- SUPPLIED ENTRIES -
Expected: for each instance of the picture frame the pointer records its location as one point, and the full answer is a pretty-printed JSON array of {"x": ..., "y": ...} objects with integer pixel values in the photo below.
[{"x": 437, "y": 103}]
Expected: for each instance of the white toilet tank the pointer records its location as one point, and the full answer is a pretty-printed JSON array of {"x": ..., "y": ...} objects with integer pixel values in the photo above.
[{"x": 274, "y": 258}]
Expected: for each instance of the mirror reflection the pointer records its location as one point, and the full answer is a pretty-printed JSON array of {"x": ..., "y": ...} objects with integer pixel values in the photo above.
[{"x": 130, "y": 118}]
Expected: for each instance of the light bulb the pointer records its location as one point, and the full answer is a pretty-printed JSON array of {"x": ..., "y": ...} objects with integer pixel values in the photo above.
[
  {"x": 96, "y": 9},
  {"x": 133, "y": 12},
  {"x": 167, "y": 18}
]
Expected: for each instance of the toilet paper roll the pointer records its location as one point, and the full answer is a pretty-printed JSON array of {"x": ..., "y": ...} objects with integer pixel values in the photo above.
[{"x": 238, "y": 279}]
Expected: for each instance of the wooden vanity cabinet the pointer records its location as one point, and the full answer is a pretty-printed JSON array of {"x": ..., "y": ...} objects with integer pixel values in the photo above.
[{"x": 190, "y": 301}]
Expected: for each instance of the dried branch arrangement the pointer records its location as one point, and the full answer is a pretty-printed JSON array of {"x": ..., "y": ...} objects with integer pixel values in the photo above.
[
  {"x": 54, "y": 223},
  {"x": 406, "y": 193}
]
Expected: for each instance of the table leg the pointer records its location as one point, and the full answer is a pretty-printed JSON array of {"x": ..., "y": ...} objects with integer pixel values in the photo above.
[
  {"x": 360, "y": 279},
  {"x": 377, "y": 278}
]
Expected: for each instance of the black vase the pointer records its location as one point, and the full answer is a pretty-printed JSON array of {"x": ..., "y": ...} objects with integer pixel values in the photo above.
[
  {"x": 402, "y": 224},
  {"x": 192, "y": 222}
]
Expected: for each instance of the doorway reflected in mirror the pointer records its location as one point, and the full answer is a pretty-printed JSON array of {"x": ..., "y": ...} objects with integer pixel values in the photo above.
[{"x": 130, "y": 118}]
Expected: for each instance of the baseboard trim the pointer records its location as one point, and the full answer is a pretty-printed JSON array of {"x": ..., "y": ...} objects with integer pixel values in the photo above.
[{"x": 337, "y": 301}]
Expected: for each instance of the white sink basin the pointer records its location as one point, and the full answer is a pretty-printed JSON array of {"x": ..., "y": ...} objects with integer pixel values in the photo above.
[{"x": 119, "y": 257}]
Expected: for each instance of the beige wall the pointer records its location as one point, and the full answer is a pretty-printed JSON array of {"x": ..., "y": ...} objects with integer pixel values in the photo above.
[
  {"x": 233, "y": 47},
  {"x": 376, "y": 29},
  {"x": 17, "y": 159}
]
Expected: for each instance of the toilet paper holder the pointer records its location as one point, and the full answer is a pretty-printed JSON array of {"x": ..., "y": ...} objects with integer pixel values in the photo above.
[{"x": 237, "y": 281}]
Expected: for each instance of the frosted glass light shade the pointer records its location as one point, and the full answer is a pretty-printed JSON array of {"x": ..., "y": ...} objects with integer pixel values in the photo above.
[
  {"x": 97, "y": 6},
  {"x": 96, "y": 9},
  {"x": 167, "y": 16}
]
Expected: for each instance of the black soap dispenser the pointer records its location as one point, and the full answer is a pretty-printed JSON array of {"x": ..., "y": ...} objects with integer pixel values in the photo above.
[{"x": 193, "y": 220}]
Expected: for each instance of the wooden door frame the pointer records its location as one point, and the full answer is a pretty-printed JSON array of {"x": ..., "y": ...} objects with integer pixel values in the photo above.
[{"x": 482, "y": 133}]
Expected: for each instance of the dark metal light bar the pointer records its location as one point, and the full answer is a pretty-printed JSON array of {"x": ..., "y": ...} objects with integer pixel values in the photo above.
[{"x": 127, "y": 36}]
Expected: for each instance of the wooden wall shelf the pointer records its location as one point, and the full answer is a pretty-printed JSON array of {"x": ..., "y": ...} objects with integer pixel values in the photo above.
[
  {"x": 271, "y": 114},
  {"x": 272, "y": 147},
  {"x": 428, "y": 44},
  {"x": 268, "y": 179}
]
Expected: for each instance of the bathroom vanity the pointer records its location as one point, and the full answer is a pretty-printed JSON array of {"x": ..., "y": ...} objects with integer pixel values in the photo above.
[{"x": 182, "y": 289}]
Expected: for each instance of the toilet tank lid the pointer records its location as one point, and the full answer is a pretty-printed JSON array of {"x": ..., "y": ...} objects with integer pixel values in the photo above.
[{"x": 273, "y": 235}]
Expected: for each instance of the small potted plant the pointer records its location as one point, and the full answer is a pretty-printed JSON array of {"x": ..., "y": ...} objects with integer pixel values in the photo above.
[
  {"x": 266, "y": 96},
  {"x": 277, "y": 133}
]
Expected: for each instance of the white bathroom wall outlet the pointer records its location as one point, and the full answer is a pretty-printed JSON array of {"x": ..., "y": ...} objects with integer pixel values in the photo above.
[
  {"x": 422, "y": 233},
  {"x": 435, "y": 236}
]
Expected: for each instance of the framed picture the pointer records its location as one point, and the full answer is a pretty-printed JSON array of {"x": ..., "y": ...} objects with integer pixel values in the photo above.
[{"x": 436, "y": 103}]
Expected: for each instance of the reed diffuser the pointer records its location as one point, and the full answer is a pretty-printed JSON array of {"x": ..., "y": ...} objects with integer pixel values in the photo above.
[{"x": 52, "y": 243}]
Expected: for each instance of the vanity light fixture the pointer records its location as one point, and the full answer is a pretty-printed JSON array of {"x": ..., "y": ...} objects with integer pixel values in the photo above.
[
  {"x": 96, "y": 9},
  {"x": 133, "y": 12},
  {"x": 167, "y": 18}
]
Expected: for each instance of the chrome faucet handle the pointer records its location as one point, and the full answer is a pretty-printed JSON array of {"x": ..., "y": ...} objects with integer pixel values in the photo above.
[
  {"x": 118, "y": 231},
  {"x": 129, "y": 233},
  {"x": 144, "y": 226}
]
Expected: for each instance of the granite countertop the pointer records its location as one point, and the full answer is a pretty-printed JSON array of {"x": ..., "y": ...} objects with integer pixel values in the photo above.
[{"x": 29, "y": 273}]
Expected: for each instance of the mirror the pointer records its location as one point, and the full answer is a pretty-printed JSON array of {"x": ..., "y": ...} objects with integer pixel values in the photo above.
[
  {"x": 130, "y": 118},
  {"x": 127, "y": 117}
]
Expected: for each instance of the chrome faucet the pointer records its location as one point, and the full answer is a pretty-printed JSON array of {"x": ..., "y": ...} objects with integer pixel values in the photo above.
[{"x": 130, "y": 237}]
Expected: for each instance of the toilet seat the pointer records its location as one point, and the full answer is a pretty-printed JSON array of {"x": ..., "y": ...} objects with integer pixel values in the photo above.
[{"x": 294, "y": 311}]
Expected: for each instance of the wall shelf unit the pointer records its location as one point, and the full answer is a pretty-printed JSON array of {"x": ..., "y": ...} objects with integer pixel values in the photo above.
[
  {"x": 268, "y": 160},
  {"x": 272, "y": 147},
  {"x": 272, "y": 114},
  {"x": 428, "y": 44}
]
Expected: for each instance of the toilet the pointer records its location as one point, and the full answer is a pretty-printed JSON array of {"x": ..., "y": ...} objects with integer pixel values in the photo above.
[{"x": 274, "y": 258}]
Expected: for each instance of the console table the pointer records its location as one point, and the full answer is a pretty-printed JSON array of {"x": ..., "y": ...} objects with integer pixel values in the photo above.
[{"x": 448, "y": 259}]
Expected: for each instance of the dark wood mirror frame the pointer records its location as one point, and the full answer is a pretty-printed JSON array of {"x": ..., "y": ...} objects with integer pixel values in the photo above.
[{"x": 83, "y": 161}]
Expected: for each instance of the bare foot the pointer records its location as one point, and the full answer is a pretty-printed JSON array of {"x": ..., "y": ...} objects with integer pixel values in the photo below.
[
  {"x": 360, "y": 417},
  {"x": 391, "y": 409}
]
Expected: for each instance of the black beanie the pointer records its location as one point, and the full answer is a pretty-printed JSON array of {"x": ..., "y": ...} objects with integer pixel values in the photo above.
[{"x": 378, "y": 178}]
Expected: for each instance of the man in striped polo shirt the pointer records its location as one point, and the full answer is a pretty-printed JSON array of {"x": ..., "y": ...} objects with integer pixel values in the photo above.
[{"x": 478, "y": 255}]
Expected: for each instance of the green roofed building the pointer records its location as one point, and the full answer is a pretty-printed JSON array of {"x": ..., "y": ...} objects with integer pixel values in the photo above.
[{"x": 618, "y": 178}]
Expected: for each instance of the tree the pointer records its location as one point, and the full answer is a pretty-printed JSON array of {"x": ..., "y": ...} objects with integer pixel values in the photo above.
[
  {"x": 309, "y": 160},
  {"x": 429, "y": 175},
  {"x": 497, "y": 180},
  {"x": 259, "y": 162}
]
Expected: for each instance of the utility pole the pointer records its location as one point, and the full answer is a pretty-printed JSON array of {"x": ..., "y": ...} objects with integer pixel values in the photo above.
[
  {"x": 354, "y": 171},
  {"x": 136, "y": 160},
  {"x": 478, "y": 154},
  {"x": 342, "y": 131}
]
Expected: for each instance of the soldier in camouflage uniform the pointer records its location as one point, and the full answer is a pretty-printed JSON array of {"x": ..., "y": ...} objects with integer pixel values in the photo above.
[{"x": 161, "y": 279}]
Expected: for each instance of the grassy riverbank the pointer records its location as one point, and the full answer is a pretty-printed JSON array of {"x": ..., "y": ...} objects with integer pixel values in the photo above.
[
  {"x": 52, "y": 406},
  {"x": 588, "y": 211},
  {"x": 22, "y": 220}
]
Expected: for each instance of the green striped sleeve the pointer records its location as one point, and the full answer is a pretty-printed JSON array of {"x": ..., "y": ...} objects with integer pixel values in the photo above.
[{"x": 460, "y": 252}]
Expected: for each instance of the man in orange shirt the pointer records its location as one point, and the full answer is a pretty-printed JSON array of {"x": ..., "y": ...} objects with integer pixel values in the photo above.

- WHAT YOU WILL DO -
Repeat only the lines from the one holding "Expected: for each instance of the green striped" through the last line of the data.

- ANSWER TO THIS EXERCISE -
Expected: for each instance of the green striped sleeve the pointer records its location as one point, and the full answer is a pretty-printed JSON array of {"x": ..., "y": ...} objects with integer pixel values in the photo above.
[{"x": 460, "y": 252}]
Expected: for each instance of the man in orange shirt the pointer records its location as one point, and the full answer is a pretty-printed JSON array of {"x": ..., "y": ...} objects with integer pixel values in the photo above.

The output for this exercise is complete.